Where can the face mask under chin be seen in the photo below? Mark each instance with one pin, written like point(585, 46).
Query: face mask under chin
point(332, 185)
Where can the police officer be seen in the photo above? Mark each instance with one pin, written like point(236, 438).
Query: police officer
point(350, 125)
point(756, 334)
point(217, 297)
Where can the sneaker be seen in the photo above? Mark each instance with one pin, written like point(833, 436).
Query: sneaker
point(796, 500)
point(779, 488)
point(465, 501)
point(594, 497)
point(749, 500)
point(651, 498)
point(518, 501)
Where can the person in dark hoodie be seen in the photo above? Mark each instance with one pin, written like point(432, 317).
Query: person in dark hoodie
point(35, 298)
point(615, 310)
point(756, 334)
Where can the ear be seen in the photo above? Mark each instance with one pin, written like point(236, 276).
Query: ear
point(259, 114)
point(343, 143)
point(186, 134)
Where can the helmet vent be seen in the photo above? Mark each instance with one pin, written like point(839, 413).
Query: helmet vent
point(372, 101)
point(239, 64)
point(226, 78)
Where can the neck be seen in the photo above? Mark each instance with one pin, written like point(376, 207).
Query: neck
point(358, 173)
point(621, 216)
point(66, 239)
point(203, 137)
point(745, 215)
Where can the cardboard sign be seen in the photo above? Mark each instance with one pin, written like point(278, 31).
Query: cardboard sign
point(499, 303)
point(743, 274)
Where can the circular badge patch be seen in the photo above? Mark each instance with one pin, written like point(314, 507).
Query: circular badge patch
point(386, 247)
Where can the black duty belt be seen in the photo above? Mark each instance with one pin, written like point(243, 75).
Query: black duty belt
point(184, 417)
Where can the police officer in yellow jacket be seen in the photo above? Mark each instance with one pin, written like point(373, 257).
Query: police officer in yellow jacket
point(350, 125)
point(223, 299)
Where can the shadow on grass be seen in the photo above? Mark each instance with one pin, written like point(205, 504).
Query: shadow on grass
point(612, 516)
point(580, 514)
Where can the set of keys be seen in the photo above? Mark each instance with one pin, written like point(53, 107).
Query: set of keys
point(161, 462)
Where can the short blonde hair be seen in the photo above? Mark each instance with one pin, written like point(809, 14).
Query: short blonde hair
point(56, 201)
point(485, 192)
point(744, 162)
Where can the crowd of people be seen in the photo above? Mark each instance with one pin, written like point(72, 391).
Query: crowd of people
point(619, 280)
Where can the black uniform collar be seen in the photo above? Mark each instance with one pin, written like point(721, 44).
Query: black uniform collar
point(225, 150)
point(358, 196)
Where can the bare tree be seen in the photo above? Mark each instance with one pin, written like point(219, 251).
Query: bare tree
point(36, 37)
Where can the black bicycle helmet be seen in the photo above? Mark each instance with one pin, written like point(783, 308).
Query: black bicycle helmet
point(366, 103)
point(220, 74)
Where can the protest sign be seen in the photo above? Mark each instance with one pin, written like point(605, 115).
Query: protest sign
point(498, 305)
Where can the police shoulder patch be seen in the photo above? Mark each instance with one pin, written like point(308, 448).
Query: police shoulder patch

____

Given task:
Shift by 128 every coordinate in the answer points of the part that opens with the line containing "Where can the ear" and closes with the line containing "point(745, 215)", and give all of those lines again with every other number left as it is.

Written response:
Where can the ear be seen in the photo above? Mark each instance with one pin, written like point(236, 276).
Query: ear
point(387, 242)
point(471, 271)
point(314, 262)
Where can the helmet vent be seen in the photo above? Mark each instance with one pin, written like point(839, 413).
Query: helmet vent
point(500, 229)
point(367, 192)
point(354, 206)
Where can the neck be seen in the photo above? Mark each instance with one pin, written like point(376, 207).
Query: neck
point(486, 301)
point(749, 344)
point(194, 367)
point(331, 265)
point(873, 343)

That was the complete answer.